- **Passage shown**
**********
At this time, since a plurality of fluid outlet ports are arranged
in the plurality of stages in the height direction in the
connection header, the air preferentially flows into the fluid
outlet port of the fluid flow path located at the uppermost stage,
which is open to the collection header. Therefore, the fluid to be
heated in the fluid flow path located at the uppermost stage is
relatively easily discharged.
[0074] On the other hand, a water head pressure in the fluid flow
path located at the lowermost stage is lowered by discharging the
fluid up to that time. Therefore, the fluid to be heated is held by
surface tension acting on the fluid inlet port of the fluid flow
path located at the lowermost stage, whereby the fluid to be heated
is extremely hardly discharged.
[0075] However, according to the heat exchanger described above,
since the flow path cross-sectional areas of the fluid inlet port
and the fluid outlet port of the fluid flow path located at the
lowermost stage are set larger than those of the fluid inlet port
and the fluid outlet port of the fluid flow path located at the
uppermost stage, respectively, an amount of the fluid to be heated
in the fluid flow path located at the lowermost stage is larger
than that of fluid flow path located at the uppermost stage. As a
result, the water head pressure in the fluid flow path located at
the lowermost stage can be increased to such an extent of
overcoming the surface tension acting on the fluid inlet port of
the fluid flow path located at the lowermost stage, whereby the
fluid to be heated remaining in the fluid flow path located at the
lowermost stage can be discharged smoothly.
[0076] Preferably, in the heat exchanger described above,
[0077] the fluid inlet port and the fluid outlet port of a
lower-stage fluid flow path located at a lower stage than the fluid
flow path located at the uppermost stage among the plurality of
fluid flow paths have larger flow path cross-sectional areas than
the fluid inlet port and the fluid outlet port of the fluid flow
path located at the uppermost stage, respectively.
[0078] According to the heat exchanger described above, since the
fluid inlet port and the fluid outlet port of the lower-stage fluid
flow path located at the lower stage than the fluid flow path
located at the uppermost stage have larger flow path
cross-sectional areas than the fluid inlet port and the fluid
outlet port of the fluid flow path located at the uppermost stage,
respectively, the amount of the fluid to be heated in the
lower-stage fluid flow path becomes larger than that in the
uppermost fluid flow path. Therefore, the water remaining in the
lower-stage fluid flow path including the fluid flow path located
at the lowermost stage can be discharged smoothly.
[0079] Preferably, in the heat exchanger described above,
[0080] the fluid inlet port and the fluid outlet port of the fluid
flow path located at the lowermost stage among the plurality of
fluid flow paths have larger flow path cross-sectional areas than
the fluid inlet port and the fluid outlet port of an upper-stage
fluid flow path located at a upper stage than the fluid flow path
located at the lowermost stage, respectively.
**********
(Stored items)
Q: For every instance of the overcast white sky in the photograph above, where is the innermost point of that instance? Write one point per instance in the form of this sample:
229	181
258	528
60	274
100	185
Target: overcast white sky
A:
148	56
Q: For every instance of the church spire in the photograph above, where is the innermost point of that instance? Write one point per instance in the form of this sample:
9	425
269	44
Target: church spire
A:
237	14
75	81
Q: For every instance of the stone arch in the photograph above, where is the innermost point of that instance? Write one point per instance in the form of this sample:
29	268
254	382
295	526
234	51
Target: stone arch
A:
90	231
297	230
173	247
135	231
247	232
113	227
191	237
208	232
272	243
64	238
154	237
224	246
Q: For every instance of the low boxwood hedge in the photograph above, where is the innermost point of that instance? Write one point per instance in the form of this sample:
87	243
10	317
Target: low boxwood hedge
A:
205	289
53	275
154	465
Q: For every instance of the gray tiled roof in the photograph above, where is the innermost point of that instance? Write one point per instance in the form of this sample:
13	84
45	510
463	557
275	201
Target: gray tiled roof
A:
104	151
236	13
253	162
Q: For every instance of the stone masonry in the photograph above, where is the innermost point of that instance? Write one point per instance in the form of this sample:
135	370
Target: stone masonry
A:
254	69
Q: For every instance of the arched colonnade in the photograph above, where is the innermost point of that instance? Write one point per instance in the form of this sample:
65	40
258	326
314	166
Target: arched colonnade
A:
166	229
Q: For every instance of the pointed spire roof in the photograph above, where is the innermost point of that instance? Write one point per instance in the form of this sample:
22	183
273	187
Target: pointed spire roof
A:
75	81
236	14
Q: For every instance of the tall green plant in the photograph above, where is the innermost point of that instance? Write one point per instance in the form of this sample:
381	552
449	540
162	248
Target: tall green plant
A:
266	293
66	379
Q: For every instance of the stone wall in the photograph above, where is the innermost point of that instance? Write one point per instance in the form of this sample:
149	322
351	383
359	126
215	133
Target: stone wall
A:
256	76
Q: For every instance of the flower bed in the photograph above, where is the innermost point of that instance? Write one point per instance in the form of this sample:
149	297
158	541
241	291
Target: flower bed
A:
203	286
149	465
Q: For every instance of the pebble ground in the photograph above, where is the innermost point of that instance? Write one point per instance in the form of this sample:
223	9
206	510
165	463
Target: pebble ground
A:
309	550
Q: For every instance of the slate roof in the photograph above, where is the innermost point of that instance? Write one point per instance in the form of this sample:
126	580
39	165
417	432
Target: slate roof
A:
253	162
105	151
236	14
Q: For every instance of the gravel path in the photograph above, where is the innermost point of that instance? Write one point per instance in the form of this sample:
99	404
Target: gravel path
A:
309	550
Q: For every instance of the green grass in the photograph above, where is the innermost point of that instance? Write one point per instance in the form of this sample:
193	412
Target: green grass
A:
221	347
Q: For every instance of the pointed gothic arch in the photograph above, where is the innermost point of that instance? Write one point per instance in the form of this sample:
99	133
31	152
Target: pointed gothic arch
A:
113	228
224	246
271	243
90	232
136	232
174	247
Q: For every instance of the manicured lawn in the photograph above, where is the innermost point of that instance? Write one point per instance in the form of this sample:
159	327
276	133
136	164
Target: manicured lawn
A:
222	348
**********
- **What the exercise asks**
Please retype the heat exchanger passage word for word, from "[0078] According to" to "the lowermost stage can be discharged smoothly.".

- **Response to the task**
[0078] According to the heat exchanger described above, since the
fluid inlet port and the fluid outlet port of the lower-stage fluid
flow path located at the lower stage than the fluid flow path
located at the uppermost stage have larger flow path
cross-sectional areas than the fluid inlet port and the fluid
outlet port of the fluid flow path located at the uppermost stage,
respectively, the amount of the fluid to be heated in the
lower-stage fluid flow path becomes larger than that in the
uppermost fluid flow path. Therefore, the water remaining in the
lower-stage fluid flow path including the fluid flow path located
at the lowermost stage can be discharged smoothly.